Prompt: Revise the lines below by changing each "farthest from its edges" to "most distant from its borders" and leaving everything else as it is. Omit the pictures from your answer.

(Dataset items)
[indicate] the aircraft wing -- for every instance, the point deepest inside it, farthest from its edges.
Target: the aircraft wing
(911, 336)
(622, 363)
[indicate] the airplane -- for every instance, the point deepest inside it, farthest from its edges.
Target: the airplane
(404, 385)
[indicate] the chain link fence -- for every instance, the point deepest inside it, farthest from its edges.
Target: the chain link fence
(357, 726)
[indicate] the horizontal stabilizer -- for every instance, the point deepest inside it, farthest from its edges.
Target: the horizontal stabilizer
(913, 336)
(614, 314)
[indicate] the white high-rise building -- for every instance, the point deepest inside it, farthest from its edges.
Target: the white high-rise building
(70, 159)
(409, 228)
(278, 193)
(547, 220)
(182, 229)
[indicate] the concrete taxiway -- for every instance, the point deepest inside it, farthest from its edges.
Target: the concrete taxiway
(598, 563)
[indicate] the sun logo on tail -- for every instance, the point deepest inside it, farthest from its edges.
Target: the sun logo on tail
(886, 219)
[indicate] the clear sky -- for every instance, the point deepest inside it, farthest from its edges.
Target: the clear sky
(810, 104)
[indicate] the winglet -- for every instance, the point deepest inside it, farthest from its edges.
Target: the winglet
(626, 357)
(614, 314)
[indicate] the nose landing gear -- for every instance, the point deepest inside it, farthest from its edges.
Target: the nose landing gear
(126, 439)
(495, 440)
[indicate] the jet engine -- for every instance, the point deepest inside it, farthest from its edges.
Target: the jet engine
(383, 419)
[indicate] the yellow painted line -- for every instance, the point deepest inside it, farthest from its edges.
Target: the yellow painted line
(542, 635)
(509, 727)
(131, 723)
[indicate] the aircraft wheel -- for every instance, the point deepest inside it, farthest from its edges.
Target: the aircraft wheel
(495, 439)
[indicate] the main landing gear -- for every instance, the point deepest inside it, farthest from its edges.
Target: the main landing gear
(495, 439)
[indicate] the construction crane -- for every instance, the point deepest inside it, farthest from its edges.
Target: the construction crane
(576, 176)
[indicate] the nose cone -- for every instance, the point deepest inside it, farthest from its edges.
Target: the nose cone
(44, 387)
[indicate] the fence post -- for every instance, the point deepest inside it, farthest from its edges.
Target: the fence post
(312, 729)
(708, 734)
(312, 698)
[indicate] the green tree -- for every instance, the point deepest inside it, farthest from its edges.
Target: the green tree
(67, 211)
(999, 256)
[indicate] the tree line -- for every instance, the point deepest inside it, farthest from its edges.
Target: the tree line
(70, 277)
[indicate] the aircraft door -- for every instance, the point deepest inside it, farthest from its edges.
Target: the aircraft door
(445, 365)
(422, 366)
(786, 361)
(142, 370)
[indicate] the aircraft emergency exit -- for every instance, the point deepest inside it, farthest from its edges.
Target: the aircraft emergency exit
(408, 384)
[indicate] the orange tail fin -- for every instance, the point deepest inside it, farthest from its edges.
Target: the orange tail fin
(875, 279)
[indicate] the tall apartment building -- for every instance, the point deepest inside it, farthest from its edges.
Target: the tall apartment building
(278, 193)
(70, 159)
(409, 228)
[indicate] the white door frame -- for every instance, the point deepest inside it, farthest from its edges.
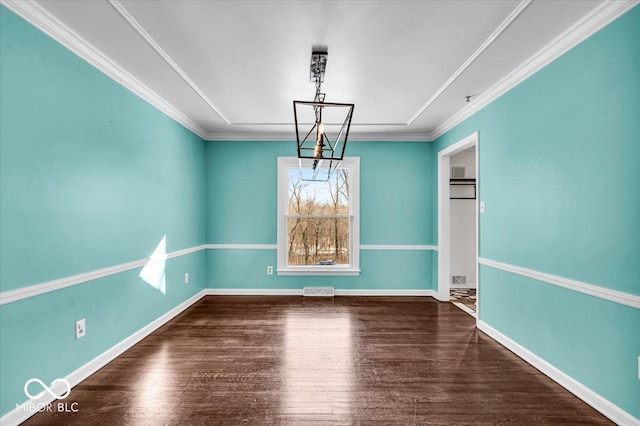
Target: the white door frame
(444, 226)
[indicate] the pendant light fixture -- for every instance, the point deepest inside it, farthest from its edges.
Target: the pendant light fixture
(321, 148)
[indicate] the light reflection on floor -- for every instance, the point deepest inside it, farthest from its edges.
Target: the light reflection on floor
(155, 391)
(319, 366)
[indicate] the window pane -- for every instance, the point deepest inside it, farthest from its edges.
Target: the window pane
(319, 198)
(323, 241)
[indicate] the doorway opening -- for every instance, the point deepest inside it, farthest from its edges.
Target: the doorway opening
(458, 278)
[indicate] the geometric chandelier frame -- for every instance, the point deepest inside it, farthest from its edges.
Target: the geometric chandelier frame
(321, 131)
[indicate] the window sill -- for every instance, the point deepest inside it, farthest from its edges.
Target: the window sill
(323, 271)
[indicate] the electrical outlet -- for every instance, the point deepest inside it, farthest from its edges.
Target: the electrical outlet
(80, 329)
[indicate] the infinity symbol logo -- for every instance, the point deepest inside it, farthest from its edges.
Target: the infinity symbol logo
(47, 388)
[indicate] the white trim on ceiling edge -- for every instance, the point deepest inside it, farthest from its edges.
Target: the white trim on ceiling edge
(601, 16)
(603, 405)
(590, 289)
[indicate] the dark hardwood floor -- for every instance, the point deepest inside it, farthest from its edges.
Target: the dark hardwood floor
(349, 360)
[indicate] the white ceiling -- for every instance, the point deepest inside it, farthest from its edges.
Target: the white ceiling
(233, 68)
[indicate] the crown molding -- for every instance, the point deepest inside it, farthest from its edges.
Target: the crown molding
(600, 17)
(165, 56)
(40, 18)
(290, 136)
(498, 31)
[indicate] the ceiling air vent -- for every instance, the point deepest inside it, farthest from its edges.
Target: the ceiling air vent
(457, 172)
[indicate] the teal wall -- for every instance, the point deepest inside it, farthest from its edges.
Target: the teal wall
(396, 192)
(559, 172)
(91, 176)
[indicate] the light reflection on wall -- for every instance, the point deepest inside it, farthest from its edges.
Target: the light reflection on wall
(318, 372)
(153, 273)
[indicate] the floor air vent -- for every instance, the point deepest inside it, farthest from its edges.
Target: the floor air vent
(318, 291)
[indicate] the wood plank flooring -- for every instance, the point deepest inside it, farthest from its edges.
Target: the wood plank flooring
(350, 360)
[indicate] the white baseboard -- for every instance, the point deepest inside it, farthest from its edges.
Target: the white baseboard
(253, 292)
(603, 405)
(15, 416)
(359, 292)
(298, 292)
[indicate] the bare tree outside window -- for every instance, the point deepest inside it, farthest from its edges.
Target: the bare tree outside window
(318, 220)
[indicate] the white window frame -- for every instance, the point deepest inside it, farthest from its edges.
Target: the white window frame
(353, 164)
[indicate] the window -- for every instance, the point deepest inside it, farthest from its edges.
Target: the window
(318, 222)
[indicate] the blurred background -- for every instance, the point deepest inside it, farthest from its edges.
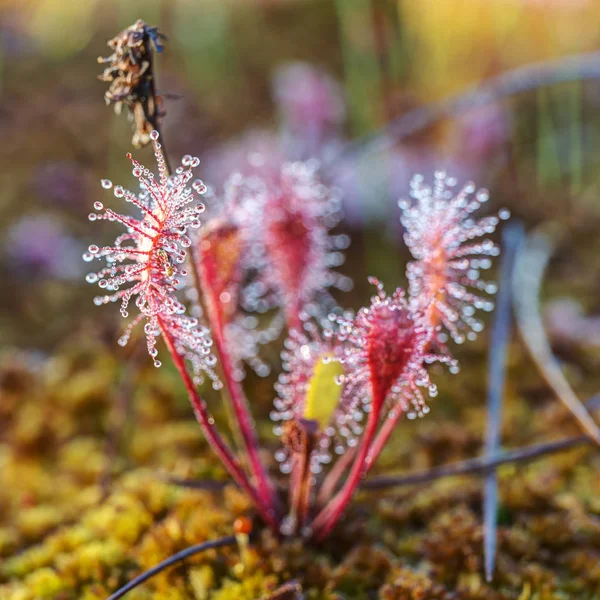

Problem solution:
[indicate] the aircraft wing -- for every instance, the point deepest inside it, most distant from its borders.
Target: the aircraft wing
(911, 336)
(622, 363)
[indicate] the airplane -- for every instance, the point deepest inside it, most distant from its borders.
Target: the airplane
(404, 385)
[indicate] the chain link fence -- for every instance, the point deepest inside it, most distant from its borders.
Target: the chain link fence
(357, 726)
[indicate] the horizontal stabilizer -- for every instance, the point deepest inside it, most distant from its borders.
Target: the horizontal stabilizer
(913, 336)
(614, 314)
[indicate] the white high-rise building -- for every instance, the point deepest inside it, most distant from its borders.
Target: the white high-rise building
(70, 159)
(409, 228)
(278, 193)
(547, 220)
(182, 229)
[indicate] the concrete taxiway -- for every instance, the point deepest inside it, most distant from its borders.
Target: the concrete taxiway
(598, 563)
[indicate] the sun logo on tail -- for every instance, the point deepest inside it, most distant from its borders.
Target: the sun logo on tail
(886, 219)
[indicate] the clear sky -- for every instance, the point deepest inside it, most distant from its borders.
Target: the clear sky
(810, 104)
[indicate] the winglet -- for every instance, the point deepest inside it, most distant from its borders.
Target: the winglet
(626, 357)
(614, 314)
[indicate] the nose landing gear -- for every instance, the point deepest inside it, most distant from its borders.
Target: the nose landing gear
(126, 439)
(495, 440)
[indicate] the jet engine -- for every instance, the point deepest inside it, most distant from its borders.
Target: the jet engine
(383, 419)
[indicate] the yellow painted line -- for every instance, the point deepest inside it, most distant from its borders.
Target: the yellow painted line
(542, 635)
(509, 727)
(131, 723)
[indicate] the aircraft wheel -- for every instance, the point deepest inside it, most distant from its borders.
Target: the aircraft wheel
(495, 439)
[indicate] the main landing gear -- for every instance, the point deepest inside it, most distant from its borders.
Target: the main landing gear
(495, 439)
[indicate] the construction crane -- for every instance, the point deepest inside it, most distant from its borders.
Target: the construction crane
(576, 176)
[indicate] the nose cone -- for every instance, the point deepest inside it, most distant from its borders.
Target: the nose cone
(44, 387)
[indicate] the fence post -- for every instance, the point deepest inside it, most distant from its borders.
Target: the fence post
(312, 729)
(708, 734)
(312, 698)
[indicate] the green tree -- for every instance, the point deepest inside it, most distant from its borders.
Target: the green tree
(67, 211)
(999, 256)
[indicate] the tree line -- for every instance, the point deepest inside it, most distant from its borders.
Target: the tree line
(70, 277)
[indicate] the aircraft door -- for every instance, the point deepest inside it, most distant from its borders.
Target: the aircraft door
(445, 365)
(422, 366)
(786, 361)
(142, 370)
[indicate] the aircraft emergency exit -- for every instance, the point deepest inside it, most distant from its borders.
Target: the aircraft emergency exit
(408, 384)
[indicate] the orange tail fin -- for every instance, the point deepest inside it, most distant from its borders.
Target: the orange tail fin
(875, 279)
[indicate] the tall apartment building -- for every instance, the point deepest inside it, most distant from its borders.
Target: the tall apartment building
(278, 193)
(70, 159)
(409, 228)
[indicate] the white door frame -- for every instance, the point deepest inside it, most distant from its borders.
Target: the white door frame
(444, 226)
[indicate] the pendant light fixture -- for every instance, the point deepest inside it, most distant from its borders.
Target: the pendant light fixture
(321, 148)
[indicate] the light reflection on floor -- for every instance, the point deepest inside it, most distant from its borders.
Target: the light reflection on floor
(155, 391)
(319, 366)
[indicate] the window pane -- for every instance, the point deepest inside it, most distant from its borders.
Target: the window pane
(319, 198)
(323, 241)
[indicate] the doorway opening -- for every instance, the point deepest inside it, most distant from its borders.
Target: the doorway opening
(458, 278)
[indicate] the geometric chandelier frame -- for every instance, the point deepest inside it, most distant from its borders.
Target: the geometric chandelier frame
(321, 131)
[indicate] the window sill -- for every instance, the point deepest inside it, most distant from its borders.
Target: the window sill
(323, 271)
[indicate] the electrical outlet -- for every instance, the point deepest inside it, most distant from its borders.
Target: the electrical outlet
(80, 329)
[indicate] the infinity symbol logo -- for every instance, the point deepest inside it, most distant from its borders.
Target: the infinity symbol logo
(47, 388)
[indicate] the white trim on ceiling edge -- for every instance, the point deepest inside it, most distant from its borders.
Target: the white trim on ceiling edge
(601, 16)
(603, 405)
(590, 289)
[indicate] the dark hardwood floor -- for every instance, the point deepest inside it, most distant from its borders.
Target: the dark hardwood floor
(349, 360)
[indicate] the white ceiling -- for every instance, the point deepest inside it, most distant from its borders.
Target: the white ceiling
(233, 68)
[indicate] the crown molding -- for every instance, the point deepest inside it, most distant from its borders.
Target: the crown molding
(600, 17)
(165, 56)
(40, 18)
(290, 136)
(498, 31)
[indicate] the ceiling air vent -- for every instance, the point deepest inside it, most distant from its borders.
Target: the ceiling air vent
(457, 172)
[indicate] the teal wall -- for every instance, the point deepest inside it, most distant from its borders.
Target: the teal wall
(396, 192)
(559, 172)
(91, 176)
[indicate] the light reflection on wall -- for every instance, the point deepest inside it, most distant from its borders.
Target: the light reflection on wall
(318, 372)
(153, 273)
[indicate] the floor air vent -- for every instance, the point deepest inside it, most distant from its borders.
Target: the floor air vent
(318, 291)
[indicate] the wood plank flooring -- for every instance, the point deepest inside it, most distant from its borders.
Target: the wood plank flooring
(350, 360)
[indicate] the white baseboard -- for every instance, the point deepest inside it, most distant from its borders.
Target: the white baseboard
(253, 292)
(603, 405)
(15, 416)
(359, 292)
(298, 292)
[indicate] the bare tree outside window -- for every instance, the point deepest inside it, most distant from its borders.
Target: the bare tree outside window
(318, 220)
[indicate] the white window frame -- for every instance, the point deepest inside it, most distant from its borders.
Target: the white window frame
(353, 164)
[indicate] the window -- for every instance, the point deepest inside it, most distant from its borders.
Target: the window
(318, 222)
[indicate] the blurred background -- for every instance, the point deepest inside it, most distant from its borders.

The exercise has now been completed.